Direction a: In the rows, starting with the line containing "each like (36,104)." and going on through the last row, replace "rear window" with "side window" and write those lines out again with nothing else changed.

=== Text provided ===

Not quite the same thing. The dynamometers you speak of are purpose built to carry the load of a race car in normal operation. The "no-fly zone" treadmill must run fast enough to dissipate the equivalant of all the power of the aircraft engine[s] through friction at the landing gear bearings alone. (I grant you can postulate treadmills of any desired power handling capability; Heinlein certainly did--convincingly--in "The Roads Must Roll").

The bearings in question are the landing gear wheel bearings, not anything in the treadmill. They weren't built to do anything more than handle relatively short takeoff and landing rolls near the stall speed of the aircraft, and some taxiing around at speeds about as fast as a man can walk.

I will probably be shunned for resurrecting this thread... but I had to bring to everyone's attention that this topic will be covered on "Mythbusters" this week.

Found recently

http://cellar.org/2008/planetreadmill.jpg

Clearly in this case the plane will not take off . . . it won't get past the obstruction at the front of the treadmill.

I think this treadmill was designed for landings only, Sleeve.

They're thinking of installing one at Heathrow.

Help me Obi Wan!!! wow, my brain hurts.

I say no. If the plane is on a tread milbl, there is no forward motion....no Bernoulli effect.

Try this, same question different object...

An armored personnel carrier with full tracks, is driving down the road at 30 MPH. How fast is a track shoe touching the ground, centered on the vehicle moving and in what direction?

Who the fuck cares -just run in the away direction. fast!

don't they wear combat boots anymore?

if you mean the little bits of the tank tracks.....i thought they stayed still?

so ....0mph?

There's no such thing as absolute velocity - all velocity is relative.

Relative to the ground, the part of the track touching the ground is not moving. The upper track is moving forward at twice the velocity of the vehicle (60 mph, in this case).

ohhh HLJ is a smarty pants!

You Sir, get a chocolate cigar!

My crush on SD grows stronger...

I will place my answer and explanation in the context of a few assumptions which follow:
1) We will assume that every piece of equipment will function as intended, regardless of the stresses placed on it. This means that the treadmill and the plane's landing gear will not simply fail by being misused.

We need to assume this because if we don't, the problem is subject to wild speculation on the capability of different elements of the model. One person may think the hypothetical treadmill is only capable of 35mph, another than the engines will overheat and explode if run at higher than taxi speeds without adequate airflow.

2) All other factors that are unstated are assumed not to exist, and will never become important to the conclusion. This means there is no headwind or tailwind, and the action of the treadmill will not create one.

Obviously adding elements not stated can alter the outcome enormously.

3) The airplane's engines are capable of finite thrust, equivalent to any real world example you choose.

4) The hypothetical treadmill is capable of infinite exertion within its role; it will move as quickly as required to keep the plane from moving forward.

We cannot simply say that the hypothetical treadmill is not capable of doing something the model specifically states it will do. That would change the original question itself. (BTW, the particular way the treadmill is stated in the problem is incorrect, but this interpretation attempts to follow the spirit of the question)

5) While equipment is assumed to function as intended, they are still subject to physical limitations. The landing gear are not perfectly frictionless, etc.

===

Direction b: From the thread about a plane on a treadmill, copy word for word the passage starting with "I think this" and going on through "in what direction?".

=== Rows ===

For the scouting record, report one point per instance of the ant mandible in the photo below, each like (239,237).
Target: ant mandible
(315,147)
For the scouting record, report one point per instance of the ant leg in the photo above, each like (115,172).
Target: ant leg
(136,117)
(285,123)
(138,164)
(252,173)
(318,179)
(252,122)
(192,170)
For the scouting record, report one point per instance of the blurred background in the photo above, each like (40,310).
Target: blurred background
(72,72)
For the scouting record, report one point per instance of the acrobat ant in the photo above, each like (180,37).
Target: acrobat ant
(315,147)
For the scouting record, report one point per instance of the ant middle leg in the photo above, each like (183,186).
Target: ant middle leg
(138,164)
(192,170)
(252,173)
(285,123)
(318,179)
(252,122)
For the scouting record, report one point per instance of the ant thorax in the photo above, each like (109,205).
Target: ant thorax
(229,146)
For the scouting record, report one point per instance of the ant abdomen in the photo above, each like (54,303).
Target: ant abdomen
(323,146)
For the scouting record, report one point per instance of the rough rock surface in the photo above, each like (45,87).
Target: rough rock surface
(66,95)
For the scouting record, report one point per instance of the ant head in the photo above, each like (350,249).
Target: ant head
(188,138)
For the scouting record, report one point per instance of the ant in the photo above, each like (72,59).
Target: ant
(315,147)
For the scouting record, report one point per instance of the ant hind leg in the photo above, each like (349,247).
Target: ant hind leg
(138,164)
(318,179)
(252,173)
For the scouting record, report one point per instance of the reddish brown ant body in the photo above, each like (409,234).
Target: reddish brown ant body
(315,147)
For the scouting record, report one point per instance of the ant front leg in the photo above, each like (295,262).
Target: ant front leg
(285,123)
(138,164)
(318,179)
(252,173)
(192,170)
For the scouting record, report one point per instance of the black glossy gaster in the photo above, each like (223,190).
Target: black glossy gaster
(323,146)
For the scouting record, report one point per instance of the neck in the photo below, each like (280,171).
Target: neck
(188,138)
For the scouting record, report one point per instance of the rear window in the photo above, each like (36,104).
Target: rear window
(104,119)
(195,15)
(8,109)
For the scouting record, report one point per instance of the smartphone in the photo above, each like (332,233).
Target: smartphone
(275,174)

===

Final answer a:
For the scouting record, report one point per instance of the side window in the photo above, each like (36,104).
Target: side window
(104,119)
(195,15)
(8,109)
For the scouting record, report one point per instance of the smartphone in the photo above, each like (332,233).
Target: smartphone
(275,174)

Final answer b:
I think this treadmill was designed for landings only, Sleeve.

They're thinking of installing one at Heathrow.

Help me Obi Wan!!! wow, my brain hurts.

I say no. If the plane is on a tread milbl, there is no forward motion....no Bernoulli effect.

Try this, same question different object...

An armored personnel carrier with full tracks, is driving down the road at 30 MPH. How fast is a track shoe touching the ground, centered on the vehicle moving and in what direction?